Stored dataset items
═══
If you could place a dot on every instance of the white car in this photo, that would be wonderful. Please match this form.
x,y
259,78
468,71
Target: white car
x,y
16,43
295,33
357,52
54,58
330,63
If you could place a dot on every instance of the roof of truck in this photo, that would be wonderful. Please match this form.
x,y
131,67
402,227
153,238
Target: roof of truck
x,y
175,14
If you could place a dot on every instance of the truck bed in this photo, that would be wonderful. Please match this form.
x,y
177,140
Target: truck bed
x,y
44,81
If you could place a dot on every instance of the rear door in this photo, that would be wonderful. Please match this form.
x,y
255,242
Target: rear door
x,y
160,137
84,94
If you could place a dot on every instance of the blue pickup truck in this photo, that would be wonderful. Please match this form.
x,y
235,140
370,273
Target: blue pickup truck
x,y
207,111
═══
PROBLEM STATEMENT: The lines above are to be retyped exactly, with none omitted.

TASK RESPONSE:
If you could place a dot on every instance of the white car in this photo, that would be wonderful. Please match this form.
x,y
259,78
468,71
Target: white car
x,y
16,43
295,33
357,52
54,58
330,63
If you could place a dot on every instance of the roof of truck in this photo, that would be wonderful. Please match this form.
x,y
131,67
402,227
153,238
Target: roof of truck
x,y
175,14
If you could place a dot on every instance of the truck bed in this photo, that would be wonderful. Please match this form.
x,y
177,140
Target: truck bed
x,y
44,81
If you could place a dot on every instance of the rear door in this photo, that would be wonderful. Please match this form.
x,y
255,242
Target: rear door
x,y
160,137
84,94
If you could place a dot on every instance of the blue pickup truck in this photo, that would be wonderful. Please match this form.
x,y
235,140
370,273
Target: blue pickup truck
x,y
207,111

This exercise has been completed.